* _TASK DETAILS_:
Pictures stay out. Everything else in the listing below gets written out exactly.
§
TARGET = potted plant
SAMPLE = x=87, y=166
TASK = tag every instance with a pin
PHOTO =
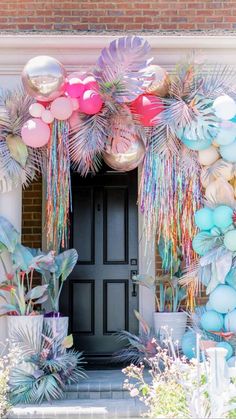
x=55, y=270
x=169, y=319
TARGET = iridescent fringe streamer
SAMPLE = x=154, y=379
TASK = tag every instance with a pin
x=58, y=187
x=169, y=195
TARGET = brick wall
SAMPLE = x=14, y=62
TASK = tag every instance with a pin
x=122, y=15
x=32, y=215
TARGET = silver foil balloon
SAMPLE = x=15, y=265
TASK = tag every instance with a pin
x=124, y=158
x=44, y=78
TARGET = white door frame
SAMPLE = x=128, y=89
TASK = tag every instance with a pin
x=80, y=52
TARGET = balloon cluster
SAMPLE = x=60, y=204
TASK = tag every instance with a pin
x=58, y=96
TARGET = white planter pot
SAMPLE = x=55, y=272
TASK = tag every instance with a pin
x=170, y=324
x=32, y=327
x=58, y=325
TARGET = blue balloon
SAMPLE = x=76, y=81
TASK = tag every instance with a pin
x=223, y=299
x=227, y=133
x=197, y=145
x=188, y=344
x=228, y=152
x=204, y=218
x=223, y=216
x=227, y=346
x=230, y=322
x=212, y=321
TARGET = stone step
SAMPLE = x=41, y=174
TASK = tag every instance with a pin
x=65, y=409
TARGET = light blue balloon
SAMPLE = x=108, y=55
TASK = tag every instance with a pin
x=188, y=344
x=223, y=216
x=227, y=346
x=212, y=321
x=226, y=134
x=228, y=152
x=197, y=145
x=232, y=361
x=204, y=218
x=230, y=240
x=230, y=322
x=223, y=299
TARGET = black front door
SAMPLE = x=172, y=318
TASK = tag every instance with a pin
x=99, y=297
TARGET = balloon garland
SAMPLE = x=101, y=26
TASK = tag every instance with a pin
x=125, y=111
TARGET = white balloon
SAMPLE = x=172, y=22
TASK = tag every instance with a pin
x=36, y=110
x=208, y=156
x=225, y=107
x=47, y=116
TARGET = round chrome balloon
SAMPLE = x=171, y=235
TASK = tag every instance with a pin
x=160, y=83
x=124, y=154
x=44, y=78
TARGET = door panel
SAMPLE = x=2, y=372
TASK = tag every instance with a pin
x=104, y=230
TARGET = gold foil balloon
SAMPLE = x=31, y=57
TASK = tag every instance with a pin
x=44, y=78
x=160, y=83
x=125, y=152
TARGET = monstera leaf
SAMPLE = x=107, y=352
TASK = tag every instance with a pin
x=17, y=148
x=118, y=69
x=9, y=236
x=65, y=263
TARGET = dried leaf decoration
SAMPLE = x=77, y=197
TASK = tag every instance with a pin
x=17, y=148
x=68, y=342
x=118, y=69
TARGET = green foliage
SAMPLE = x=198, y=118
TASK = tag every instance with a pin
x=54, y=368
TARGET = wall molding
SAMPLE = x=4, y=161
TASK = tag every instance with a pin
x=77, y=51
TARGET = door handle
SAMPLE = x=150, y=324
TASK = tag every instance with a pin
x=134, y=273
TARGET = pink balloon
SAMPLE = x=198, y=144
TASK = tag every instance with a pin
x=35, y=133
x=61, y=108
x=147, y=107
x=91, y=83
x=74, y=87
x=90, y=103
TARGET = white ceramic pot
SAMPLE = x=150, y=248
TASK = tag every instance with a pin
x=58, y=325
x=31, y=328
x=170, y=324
§
* _SOLUTION FOR THIS EXERCISE_:
TARGET = potted plant
SAMPLE = x=87, y=166
TASK = tag every instance with a pin
PHOTO =
x=55, y=270
x=169, y=319
TARGET = iridescent fringe streamer
SAMPLE = x=154, y=379
TASK = tag every instance with a pin
x=58, y=187
x=169, y=195
TARGET = brick wall
SAMPLE = x=14, y=62
TASK = tag every instance with a pin
x=122, y=15
x=32, y=215
TARGET = silver foil balloon
SAMPLE = x=15, y=265
TASK = tag every instance with a pin
x=124, y=158
x=44, y=78
TARGET = white door frame
SAMPLE = x=128, y=89
TASK = tag every instance with a pin
x=80, y=52
TARGET = balloon cluster
SAMPLE = x=60, y=204
TASK = tag every instance with a pin
x=58, y=96
TARGET = white planter pot
SAMPLE = x=55, y=272
TASK = tag every instance with a pin
x=170, y=324
x=32, y=327
x=58, y=325
TARGET = blue balloon
SAMPLE = x=76, y=81
TASK = tag every instance with a pin
x=223, y=299
x=227, y=133
x=197, y=145
x=188, y=344
x=228, y=152
x=204, y=218
x=223, y=216
x=227, y=346
x=230, y=322
x=212, y=321
TARGET = stone step
SAMPLE = x=41, y=174
TASK = tag every instance with a pin
x=65, y=409
TARGET = light blue balloon
SAMPLE = x=108, y=55
TASK = tag every instance with a pin
x=188, y=344
x=223, y=216
x=227, y=346
x=212, y=321
x=226, y=134
x=228, y=152
x=197, y=145
x=232, y=361
x=204, y=218
x=230, y=240
x=230, y=322
x=223, y=299
TARGET = black front door
SAMPLE = x=172, y=318
TASK = tag every instance with a pin
x=99, y=297
TARGET = balloon garland
SAMPLE = x=101, y=26
TASK = tag every instance with a pin
x=125, y=111
TARGET = white balloon
SAMPLE = x=172, y=22
TASK = tag every instance with a pin
x=36, y=110
x=208, y=156
x=225, y=107
x=47, y=116
TARGET = round chrome balloon
SAMPLE = x=171, y=235
TASK = tag every instance with a pin
x=160, y=83
x=124, y=154
x=44, y=78
TARGET = door panel
SAMPLE = x=2, y=372
TASK = tag every instance with a pin
x=104, y=230
TARGET = gold foil balloon
SAMPLE = x=31, y=57
TASK = tag every instance with a pin
x=44, y=78
x=160, y=83
x=125, y=152
TARGET = monstera leaf
SAMPLE = x=107, y=352
TASK = tag every instance with a pin
x=17, y=148
x=118, y=69
x=9, y=236
x=65, y=263
TARGET = dried leaf decoration
SAMPLE = x=77, y=197
TASK = tag every instance with a pin
x=17, y=148
x=68, y=342
x=118, y=69
TARGET = green foliage
SAMPLE = x=198, y=118
TASK = tag every instance with a pin
x=54, y=368
TARGET = wall molding
SAMPLE = x=4, y=161
TASK = tag every instance with a pin
x=77, y=51
TARGET = door handle
SAMPLE = x=150, y=324
TASK = tag every instance with a pin
x=134, y=273
TARGET = pink balloon
SAMPLE = x=198, y=144
TASK = tag every instance with a pin
x=35, y=133
x=61, y=108
x=147, y=107
x=91, y=83
x=74, y=87
x=90, y=103
TARGET = white ceramic pot
SAMPLE = x=150, y=248
TASK = tag every instance with a pin
x=58, y=325
x=31, y=328
x=170, y=324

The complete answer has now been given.